** Source excerpt **
· · ·

To satisfy the first prong of this test, the defendant must allege that he would have accepted the plea offer absent counsel's deficient performance. See Rosin v. United States, 786 F.3d 873, 878 (11th Cir. 2015). However, the movant's “own conclusory after-the-fact-assertion” that he would have accepted a guilty plea, without more, is insufficient to demonstrate an entitlement to relief. See id. at 879; see also Diaz v. United States, 930 F.2d 832, 835 (11th Cir. 1991) (“Given appellant's awareness of the plea offer, his after the fact testimony concerning his desire to plead, without more, is insufficient to establish that but for counsel's alleged advice or inaction, he would have accepted the plea offer.”). This is particularly so where the defendant consistently professed his innocence both before and after trial. Osley, 751 F.3d at 1225 (“Osley's insistence on his innocence, both before and after trial, makes it more difficult to accept his claim that he would have taken a fifteen-year plea deal.”); see also Rosin, 786 F.3d at 878-79 (finding defendant failed to sufficiently allege prejudice where the record showed he had consistently maintained his innocence and refused to accept responsibility).

Here, the court finds that Pierce turned down informal plea offers by the Government. Pierce does not plead sufficient facts to demonstrate the existence of a formal plea offer; i.e., he fails to establish what the ultimate terms of any plea agreement with the Government would have been. Pierce's March 2017 affidavit does not mention the terms of the plea offer that supposedly was not communicated to him, although in his August 2017 reply to the Government's response, he presents evidence, in particular the letter he received from his counsel, of some of the terms of an offer made by the Government in February 2012. Some of the terms of an offer presented to, and turned down by, Pierce in March 2012 are also reflected in the email exchange between Assistant U.S. Attorney Stump and Pierce's counsel, but again, the ultimate terms of any plea agreement cannot be gleaned from that exchange.

· · ·

** Records provided **

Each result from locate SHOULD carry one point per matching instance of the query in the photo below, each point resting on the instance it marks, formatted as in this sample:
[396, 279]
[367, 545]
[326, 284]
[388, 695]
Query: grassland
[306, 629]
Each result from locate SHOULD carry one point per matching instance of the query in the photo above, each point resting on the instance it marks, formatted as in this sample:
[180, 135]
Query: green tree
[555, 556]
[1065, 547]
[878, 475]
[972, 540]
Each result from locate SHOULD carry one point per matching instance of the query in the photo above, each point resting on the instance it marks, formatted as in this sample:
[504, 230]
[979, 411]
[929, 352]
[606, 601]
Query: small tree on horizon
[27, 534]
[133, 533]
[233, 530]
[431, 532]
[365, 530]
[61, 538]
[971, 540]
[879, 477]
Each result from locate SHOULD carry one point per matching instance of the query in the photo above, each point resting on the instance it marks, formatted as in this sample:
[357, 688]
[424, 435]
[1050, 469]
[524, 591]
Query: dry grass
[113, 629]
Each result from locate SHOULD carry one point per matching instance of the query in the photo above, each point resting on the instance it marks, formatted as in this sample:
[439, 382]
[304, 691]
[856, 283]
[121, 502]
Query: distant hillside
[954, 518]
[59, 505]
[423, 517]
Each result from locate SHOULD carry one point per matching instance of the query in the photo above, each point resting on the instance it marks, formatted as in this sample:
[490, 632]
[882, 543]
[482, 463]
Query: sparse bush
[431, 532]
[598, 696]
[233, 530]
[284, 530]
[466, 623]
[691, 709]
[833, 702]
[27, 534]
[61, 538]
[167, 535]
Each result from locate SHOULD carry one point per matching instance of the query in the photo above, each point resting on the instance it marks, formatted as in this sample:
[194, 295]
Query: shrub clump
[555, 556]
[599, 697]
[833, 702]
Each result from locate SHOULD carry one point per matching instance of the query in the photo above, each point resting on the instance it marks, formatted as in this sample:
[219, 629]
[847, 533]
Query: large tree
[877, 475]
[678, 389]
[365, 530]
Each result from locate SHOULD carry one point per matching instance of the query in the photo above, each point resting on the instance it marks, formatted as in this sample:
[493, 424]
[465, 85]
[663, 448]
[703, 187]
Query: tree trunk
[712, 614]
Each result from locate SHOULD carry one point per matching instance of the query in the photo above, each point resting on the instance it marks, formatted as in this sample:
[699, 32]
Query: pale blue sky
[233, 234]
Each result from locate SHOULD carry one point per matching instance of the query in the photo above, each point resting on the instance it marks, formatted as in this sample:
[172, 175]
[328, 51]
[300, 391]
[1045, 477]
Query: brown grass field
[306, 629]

· · ·

** Brief A **
Transcribe the part of the legal excerpt starting with "Here, the court" and going on through "from that exchange.".
** Brief B **
Find every line in the rows that contains the string "tree", and copy each of those lines. Case matters.
The legal excerpt and the rows have nothing to do with each other.

** Complete answer A **
Here, the court finds that Pierce turned down informal plea offers by the Government. Pierce does not plead sufficient facts to demonstrate the existence of a formal plea offer; i.e., he fails to establish what the ultimate terms of any plea agreement with the Government would have been. Pierce's March 2017 affidavit does not mention the terms of the plea offer that supposedly was not communicated to him, although in his August 2017 reply to the Government's response, he presents evidence, in particular the letter he received from his counsel, of some of the terms of an offer made by the Government in February 2012. Some of the terms of an offer presented to, and turned down by, Pierce in March 2012 are also reflected in the email exchange between Assistant U.S. Attorney Stump and Pierce's counsel, but again, the ultimate terms of any plea agreement cannot be gleaned from that exchange.

** Complete answer B **
Query: green tree
Query: small tree on horizon
Query: large tree
Query: tree trunk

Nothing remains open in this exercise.